■ **Extract provided**:

Moving on the GPU tests, it's the Snapdragon's time to shine. Again, keeping in mind that most of these variances are hard to detect, if at all possible under real-world circumstances. Every fine mobile game, worth its salt nowadays is so well optimized that you should be fine with pretty much every flagship GPU solution for at least the average service time of a smartphone.

A lot is riding on OpenGL optimization in these tests, with some minor implementation details potentially skewing numbers one way or another. Staring with GFX 3.0 tests, we see the Xperia XZ2 pumping out around 10 frames more, on average, than the Samsung Galaxy S9 and almost 20 over the Huawei's Kirin 970-powered devices.

GFX 3.0 Manhattan (1080p offscreen)

■ **Aim 1**: Collect every line of the rows that contains the string "windshield".

■ **Entries supplied**:
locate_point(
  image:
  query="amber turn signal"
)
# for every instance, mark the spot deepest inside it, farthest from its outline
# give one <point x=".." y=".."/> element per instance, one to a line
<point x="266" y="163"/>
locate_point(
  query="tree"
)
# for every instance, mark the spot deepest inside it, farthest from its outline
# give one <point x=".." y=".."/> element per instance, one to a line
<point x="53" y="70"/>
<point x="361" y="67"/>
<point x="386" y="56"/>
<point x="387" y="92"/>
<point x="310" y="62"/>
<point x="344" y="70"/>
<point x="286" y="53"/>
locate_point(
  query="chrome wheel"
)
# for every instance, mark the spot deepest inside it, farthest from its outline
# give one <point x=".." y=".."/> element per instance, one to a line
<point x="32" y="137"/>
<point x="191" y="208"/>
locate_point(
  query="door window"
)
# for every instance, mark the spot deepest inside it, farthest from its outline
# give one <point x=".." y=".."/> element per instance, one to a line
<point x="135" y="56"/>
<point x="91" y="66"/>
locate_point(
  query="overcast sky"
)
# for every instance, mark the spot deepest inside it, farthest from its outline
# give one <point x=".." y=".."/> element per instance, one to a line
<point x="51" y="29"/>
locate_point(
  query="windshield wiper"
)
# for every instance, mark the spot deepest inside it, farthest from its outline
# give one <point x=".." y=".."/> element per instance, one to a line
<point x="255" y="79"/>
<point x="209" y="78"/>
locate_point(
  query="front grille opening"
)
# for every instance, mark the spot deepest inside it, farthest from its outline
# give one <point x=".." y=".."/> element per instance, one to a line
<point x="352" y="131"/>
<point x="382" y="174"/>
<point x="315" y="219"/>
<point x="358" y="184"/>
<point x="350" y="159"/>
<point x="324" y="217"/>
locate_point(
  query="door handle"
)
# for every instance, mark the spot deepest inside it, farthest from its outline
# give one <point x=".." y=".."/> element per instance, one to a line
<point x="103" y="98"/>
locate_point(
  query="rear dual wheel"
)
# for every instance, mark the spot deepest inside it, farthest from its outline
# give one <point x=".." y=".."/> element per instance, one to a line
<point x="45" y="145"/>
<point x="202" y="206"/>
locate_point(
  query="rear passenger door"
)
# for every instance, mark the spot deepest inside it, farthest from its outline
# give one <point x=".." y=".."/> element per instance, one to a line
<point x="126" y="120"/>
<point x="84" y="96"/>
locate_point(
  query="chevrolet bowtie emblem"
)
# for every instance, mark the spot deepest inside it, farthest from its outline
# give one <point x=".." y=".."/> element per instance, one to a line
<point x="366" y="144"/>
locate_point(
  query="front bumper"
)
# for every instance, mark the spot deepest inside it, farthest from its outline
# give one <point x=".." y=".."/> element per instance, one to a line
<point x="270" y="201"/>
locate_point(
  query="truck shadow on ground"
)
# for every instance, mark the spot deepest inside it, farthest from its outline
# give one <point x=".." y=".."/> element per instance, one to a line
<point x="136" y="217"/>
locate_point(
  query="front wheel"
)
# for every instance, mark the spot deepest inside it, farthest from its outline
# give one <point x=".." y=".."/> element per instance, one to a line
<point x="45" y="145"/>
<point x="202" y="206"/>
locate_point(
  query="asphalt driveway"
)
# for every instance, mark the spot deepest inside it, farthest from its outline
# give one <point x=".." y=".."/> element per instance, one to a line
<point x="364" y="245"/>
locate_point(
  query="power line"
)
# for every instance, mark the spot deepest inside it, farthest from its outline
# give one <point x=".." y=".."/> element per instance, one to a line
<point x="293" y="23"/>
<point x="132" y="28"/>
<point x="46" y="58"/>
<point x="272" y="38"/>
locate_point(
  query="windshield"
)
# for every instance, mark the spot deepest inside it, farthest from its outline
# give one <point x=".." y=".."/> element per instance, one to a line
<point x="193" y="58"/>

■ **Aim 2**: In the smartphone GPU test excerpt, why should the differences between flagship GPUs matter little to someone playing mobile games?

■ **Result 1**:
  query="windshield wiper"
  query="windshield"

■ **Result 2**: Every good mobile game is so well optimized that almost any flagship GPU should handle it well for at least the average service life of a smartphone. The excerpt also notes that most of these differences are hard to detect, if they can be noticed at all, in real-world use.